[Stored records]

++++

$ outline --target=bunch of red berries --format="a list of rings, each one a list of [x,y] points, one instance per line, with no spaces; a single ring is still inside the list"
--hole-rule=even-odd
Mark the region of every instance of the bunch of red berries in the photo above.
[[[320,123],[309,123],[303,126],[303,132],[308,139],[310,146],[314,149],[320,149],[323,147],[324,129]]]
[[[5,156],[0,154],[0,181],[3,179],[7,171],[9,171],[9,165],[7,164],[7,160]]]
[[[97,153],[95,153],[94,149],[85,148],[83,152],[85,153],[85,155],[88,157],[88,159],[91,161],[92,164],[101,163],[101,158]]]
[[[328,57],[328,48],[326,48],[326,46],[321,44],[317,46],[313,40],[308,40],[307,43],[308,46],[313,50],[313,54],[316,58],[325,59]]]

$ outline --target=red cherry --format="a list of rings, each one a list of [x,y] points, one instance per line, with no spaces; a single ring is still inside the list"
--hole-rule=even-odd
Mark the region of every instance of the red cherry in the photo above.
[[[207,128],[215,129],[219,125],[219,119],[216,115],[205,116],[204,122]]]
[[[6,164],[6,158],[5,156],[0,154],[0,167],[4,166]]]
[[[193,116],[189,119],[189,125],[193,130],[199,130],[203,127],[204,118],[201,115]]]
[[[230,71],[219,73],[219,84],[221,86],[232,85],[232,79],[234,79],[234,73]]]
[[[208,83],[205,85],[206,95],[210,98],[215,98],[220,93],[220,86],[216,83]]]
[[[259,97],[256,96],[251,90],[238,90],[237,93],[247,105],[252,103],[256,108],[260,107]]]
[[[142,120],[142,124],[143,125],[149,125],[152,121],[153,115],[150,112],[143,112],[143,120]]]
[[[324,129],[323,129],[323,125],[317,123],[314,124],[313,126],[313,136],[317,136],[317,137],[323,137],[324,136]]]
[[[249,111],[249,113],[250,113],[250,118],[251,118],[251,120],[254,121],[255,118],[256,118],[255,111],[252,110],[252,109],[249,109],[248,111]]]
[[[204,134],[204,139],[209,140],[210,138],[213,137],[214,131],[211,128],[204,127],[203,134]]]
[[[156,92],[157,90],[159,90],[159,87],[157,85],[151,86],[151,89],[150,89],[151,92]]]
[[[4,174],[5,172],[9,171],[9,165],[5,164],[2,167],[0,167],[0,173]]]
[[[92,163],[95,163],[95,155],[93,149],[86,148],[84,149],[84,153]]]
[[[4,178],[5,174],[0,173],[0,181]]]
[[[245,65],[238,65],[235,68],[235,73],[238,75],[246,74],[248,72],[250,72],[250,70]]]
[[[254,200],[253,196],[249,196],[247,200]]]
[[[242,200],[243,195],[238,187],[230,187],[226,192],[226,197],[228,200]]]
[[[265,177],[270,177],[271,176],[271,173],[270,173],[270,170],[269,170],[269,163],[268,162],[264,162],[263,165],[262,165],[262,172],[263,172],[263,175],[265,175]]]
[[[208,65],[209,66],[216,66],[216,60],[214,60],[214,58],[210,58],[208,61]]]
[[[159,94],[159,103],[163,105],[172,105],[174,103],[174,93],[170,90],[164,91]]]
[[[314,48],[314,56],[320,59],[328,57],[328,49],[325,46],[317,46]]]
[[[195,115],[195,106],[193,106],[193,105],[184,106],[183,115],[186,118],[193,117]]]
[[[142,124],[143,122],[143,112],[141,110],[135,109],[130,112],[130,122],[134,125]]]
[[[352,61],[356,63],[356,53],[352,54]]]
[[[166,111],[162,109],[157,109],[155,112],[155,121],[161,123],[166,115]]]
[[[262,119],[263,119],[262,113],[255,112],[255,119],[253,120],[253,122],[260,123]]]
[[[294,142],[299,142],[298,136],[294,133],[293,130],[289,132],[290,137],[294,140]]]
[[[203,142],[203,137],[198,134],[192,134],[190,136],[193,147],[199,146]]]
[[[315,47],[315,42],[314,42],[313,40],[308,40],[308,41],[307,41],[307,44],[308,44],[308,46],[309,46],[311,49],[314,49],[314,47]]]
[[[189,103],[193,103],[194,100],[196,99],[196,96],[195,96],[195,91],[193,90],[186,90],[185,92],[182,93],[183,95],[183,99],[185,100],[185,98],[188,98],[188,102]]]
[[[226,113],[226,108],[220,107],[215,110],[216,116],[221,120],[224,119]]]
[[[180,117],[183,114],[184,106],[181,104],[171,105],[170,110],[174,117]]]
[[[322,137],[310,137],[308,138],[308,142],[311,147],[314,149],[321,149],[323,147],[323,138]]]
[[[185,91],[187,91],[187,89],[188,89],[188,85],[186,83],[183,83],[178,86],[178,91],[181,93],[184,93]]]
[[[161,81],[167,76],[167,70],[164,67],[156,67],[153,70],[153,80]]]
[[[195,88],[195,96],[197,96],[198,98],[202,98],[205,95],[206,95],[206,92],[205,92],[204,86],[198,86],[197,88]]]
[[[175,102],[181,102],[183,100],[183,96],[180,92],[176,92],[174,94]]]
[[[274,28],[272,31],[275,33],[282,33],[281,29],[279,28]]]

++++

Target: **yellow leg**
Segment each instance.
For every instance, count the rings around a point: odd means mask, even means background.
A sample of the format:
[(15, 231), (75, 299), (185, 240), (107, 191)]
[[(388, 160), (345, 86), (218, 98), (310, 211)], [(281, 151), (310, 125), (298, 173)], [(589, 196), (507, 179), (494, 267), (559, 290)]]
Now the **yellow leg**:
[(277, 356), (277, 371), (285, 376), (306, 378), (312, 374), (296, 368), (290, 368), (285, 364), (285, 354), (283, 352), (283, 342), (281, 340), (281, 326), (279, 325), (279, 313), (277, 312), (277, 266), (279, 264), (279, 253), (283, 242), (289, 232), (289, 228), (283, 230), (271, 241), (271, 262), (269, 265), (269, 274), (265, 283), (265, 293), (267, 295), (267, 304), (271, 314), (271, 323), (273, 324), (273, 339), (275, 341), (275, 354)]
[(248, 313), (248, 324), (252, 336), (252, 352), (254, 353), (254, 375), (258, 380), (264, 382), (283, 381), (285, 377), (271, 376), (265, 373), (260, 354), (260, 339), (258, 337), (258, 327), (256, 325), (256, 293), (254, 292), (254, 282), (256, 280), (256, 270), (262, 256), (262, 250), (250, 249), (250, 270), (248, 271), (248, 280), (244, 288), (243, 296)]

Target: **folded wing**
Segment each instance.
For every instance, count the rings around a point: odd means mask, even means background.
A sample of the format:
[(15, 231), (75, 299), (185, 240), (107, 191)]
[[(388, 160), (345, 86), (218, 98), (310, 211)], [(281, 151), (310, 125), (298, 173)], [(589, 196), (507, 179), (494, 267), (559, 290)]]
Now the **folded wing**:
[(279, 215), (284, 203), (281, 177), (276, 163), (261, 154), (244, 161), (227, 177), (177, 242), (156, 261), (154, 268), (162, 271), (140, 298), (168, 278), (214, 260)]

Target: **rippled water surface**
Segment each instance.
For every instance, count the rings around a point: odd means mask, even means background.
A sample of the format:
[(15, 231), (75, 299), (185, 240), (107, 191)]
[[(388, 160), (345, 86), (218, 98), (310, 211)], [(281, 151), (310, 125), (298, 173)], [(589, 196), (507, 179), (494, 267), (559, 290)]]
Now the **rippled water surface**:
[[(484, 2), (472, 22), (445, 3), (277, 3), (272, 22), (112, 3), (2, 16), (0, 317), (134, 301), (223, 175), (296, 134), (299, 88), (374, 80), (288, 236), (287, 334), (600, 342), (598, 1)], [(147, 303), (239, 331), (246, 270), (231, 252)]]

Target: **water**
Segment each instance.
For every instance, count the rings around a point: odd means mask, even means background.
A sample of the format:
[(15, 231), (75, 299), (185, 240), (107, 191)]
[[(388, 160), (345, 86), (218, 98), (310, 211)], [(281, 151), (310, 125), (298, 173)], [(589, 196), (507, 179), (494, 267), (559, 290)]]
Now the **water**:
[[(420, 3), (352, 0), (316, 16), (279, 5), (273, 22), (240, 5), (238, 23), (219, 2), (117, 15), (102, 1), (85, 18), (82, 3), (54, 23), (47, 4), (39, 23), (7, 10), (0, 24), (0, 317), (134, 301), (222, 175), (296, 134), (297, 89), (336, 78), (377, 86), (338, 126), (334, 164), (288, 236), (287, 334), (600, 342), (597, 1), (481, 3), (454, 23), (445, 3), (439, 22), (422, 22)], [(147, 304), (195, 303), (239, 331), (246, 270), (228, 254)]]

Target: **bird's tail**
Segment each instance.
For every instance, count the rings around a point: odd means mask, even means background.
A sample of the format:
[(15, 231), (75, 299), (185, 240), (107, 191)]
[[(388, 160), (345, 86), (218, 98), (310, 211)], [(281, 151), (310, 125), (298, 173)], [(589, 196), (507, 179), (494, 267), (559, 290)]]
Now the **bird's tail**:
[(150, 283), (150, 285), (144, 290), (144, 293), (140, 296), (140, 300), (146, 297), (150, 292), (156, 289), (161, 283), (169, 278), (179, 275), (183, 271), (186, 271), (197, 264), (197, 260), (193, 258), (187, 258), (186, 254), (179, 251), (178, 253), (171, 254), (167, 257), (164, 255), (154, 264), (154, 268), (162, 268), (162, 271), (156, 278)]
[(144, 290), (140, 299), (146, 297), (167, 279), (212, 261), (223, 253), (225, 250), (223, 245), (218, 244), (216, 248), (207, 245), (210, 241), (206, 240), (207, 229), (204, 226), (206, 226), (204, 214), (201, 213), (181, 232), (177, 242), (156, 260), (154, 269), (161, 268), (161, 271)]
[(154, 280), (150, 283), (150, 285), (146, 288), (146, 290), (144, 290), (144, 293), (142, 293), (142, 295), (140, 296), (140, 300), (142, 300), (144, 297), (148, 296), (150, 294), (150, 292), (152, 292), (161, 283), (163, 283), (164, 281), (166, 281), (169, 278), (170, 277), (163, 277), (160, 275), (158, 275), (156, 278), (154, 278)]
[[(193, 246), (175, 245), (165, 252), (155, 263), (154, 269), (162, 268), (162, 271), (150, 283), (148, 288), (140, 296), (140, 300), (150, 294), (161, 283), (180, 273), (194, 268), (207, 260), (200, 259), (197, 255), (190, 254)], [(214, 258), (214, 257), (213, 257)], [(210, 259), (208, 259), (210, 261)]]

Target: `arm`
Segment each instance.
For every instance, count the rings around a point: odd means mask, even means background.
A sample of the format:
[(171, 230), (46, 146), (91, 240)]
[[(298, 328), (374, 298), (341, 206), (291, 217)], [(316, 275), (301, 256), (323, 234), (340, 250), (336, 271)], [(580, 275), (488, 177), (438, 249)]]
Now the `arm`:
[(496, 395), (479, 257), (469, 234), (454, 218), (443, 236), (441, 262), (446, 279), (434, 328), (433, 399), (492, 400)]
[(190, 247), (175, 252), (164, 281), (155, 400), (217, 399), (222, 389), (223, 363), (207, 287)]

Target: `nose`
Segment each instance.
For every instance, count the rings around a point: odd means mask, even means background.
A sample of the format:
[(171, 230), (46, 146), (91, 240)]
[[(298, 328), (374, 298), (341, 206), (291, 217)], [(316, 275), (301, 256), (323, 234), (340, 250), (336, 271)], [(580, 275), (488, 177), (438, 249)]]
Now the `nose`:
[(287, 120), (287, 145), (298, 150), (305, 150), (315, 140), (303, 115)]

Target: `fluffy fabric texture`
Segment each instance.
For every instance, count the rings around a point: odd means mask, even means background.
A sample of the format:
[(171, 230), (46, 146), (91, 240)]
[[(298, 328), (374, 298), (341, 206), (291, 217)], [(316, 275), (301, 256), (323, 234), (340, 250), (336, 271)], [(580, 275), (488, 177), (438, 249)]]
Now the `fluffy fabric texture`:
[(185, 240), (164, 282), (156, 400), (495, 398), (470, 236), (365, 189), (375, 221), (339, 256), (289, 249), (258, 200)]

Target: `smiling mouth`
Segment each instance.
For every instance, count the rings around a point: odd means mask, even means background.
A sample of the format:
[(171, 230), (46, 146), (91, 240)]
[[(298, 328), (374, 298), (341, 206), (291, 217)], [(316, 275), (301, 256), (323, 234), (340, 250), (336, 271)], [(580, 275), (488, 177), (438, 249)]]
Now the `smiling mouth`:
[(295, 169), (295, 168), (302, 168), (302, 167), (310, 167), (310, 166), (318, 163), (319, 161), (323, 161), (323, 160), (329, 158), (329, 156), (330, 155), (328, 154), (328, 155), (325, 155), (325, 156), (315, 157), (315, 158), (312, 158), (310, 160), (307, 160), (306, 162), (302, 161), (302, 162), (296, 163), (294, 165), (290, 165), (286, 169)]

++++

_WORK ORDER:_ The answer consists of the lines above that include the word "with", each copied exactly.

_REPLY:_
$ outline --target=bunch of red berries --format="a list of rings, each one a list of [x,y] points, one instance per line, with no spaces; a single ring is still inside the list"
$ outline --target=red cherry --format="a list of rings, each one a list of [x,y] points, one instance per line, with no spaces; a single ring is still inside the list"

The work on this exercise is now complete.